# Ausgewählter Auszug:
=====

Das geklärte Wasser läuft in den Bornteich unterhalb der Tropfkörper. Entwässerte Schlämme werden mit zugeführten Fetten bei 38 Grad Celsius im Faulbehälter gesammelt, wo sie energiereiches Methangas produzieren, das die Motoren im Blockheizkraftwerk antreibt, das wiederum die gesamte Anlage mit Energie und Wärme versorgt, was einen fast autarken Betrieb ermöglicht. Der Klärschlamm wird nach Hamburg zur Monoverbrennung transportiert. 2014 waren das 2901 Tonnen, die Zahl der Container betrug 264.

=====

# Beschriftungen der Objektpunkte:
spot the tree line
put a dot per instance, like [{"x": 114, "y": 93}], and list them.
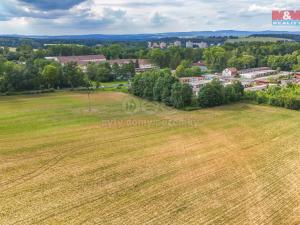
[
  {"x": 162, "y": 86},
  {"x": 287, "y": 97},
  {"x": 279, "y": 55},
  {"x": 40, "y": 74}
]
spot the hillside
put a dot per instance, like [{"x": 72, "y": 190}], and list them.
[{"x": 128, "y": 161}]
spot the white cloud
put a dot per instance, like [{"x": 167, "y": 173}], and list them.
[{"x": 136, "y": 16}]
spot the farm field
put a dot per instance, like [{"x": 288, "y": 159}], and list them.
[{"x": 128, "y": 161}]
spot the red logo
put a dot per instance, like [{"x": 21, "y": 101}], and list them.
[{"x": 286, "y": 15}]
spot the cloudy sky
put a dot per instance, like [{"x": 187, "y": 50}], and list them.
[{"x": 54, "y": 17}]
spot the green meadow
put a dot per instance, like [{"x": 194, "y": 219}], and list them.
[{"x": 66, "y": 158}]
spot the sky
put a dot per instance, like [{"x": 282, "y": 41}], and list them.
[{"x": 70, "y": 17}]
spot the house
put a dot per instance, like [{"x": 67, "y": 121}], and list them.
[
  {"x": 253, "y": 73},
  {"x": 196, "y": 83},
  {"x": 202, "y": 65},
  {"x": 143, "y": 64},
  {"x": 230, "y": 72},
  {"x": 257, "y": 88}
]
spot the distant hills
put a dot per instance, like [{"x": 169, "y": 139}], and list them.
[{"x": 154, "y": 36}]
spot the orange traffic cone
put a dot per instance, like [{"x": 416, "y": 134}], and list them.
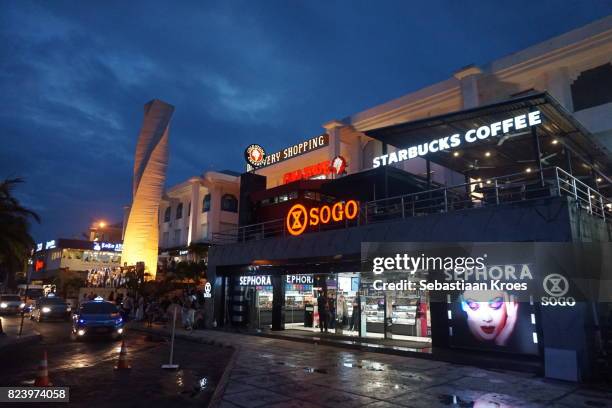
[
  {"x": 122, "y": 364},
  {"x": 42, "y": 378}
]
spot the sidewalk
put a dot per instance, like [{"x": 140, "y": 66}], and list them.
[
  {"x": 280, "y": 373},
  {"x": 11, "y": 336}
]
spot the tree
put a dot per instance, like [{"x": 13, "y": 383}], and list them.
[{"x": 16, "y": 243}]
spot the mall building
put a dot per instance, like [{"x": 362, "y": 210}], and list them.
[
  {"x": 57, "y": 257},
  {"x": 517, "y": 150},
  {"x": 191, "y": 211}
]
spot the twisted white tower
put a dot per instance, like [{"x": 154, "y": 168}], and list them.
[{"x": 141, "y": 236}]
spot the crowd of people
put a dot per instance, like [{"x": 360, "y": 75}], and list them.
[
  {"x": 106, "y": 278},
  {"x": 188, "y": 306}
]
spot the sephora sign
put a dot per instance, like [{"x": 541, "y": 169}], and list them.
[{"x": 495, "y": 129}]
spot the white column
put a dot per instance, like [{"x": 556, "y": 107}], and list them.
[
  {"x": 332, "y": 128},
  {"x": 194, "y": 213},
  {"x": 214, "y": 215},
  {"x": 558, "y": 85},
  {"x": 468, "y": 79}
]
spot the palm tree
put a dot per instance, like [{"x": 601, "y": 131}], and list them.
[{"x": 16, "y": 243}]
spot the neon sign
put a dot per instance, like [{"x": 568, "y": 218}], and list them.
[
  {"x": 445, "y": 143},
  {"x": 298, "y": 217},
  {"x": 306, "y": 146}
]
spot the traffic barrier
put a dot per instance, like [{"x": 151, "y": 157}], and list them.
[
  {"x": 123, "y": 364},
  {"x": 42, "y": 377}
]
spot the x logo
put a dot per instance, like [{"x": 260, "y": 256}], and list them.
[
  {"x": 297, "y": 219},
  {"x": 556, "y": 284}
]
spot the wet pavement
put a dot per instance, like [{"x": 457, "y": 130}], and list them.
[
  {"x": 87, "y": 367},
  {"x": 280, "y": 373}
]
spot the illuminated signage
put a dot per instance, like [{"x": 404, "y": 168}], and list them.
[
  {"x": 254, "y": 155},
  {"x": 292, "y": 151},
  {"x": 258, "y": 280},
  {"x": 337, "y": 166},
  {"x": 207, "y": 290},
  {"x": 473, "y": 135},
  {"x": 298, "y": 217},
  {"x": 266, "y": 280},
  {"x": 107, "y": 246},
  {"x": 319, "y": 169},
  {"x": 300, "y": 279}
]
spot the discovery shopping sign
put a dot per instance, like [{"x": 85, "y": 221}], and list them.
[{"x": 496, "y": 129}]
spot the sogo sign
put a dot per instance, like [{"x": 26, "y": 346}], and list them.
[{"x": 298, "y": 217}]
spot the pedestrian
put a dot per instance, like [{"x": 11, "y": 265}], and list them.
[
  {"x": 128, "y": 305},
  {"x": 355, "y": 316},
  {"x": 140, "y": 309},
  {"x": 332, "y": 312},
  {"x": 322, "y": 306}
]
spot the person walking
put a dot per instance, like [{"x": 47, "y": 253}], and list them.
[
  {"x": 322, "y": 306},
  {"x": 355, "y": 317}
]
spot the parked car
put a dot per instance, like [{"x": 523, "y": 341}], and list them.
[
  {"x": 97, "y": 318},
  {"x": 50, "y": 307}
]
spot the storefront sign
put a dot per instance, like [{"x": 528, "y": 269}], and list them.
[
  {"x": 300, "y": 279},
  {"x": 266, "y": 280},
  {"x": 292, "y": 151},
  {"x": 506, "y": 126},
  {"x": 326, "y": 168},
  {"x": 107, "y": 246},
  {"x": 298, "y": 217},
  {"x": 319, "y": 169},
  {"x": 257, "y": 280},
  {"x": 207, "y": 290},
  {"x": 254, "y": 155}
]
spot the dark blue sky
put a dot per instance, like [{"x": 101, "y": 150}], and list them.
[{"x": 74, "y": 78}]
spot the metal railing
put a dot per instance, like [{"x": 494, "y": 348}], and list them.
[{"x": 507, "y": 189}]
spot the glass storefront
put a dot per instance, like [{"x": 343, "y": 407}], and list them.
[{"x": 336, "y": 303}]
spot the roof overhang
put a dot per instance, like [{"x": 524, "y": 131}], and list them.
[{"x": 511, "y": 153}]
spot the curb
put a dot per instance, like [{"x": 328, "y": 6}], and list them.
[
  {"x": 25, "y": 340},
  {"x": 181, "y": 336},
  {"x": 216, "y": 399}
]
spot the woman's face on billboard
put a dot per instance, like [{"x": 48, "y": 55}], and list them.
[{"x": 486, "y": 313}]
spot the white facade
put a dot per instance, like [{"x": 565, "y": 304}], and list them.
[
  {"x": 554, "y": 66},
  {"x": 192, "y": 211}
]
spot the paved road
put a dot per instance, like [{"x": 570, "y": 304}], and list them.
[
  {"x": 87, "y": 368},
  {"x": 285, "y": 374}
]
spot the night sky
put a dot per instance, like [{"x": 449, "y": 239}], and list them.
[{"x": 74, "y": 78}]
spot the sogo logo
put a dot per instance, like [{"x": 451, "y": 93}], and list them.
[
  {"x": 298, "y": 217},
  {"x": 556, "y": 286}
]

=====

# Aufgabenstellung:
Schreibe aus dem Auszug über die Kläranlage den Teil von „Das geklärte Wasser“ bis „Container betrug 264.“ wortgetreu ab. Die Zeilen werden hierfür nicht gebraucht.

# Ergebnis:
Das geklärte Wasser läuft in den Bornteich unterhalb der Tropfkörper. Entwässerte Schlämme werden mit zugeführten Fetten bei 38 Grad Celsius im Faulbehälter gesammelt, wo sie energiereiches Methangas produzieren, das die Motoren im Blockheizkraftwerk antreibt, das wiederum die gesamte Anlage mit Energie und Wärme versorgt, was einen fast autarken Betrieb ermöglicht. Der Klärschlamm wird nach Hamburg zur Monoverbrennung transportiert. 2014 waren das 2901 Tonnen, die Zahl der Container betrug 264.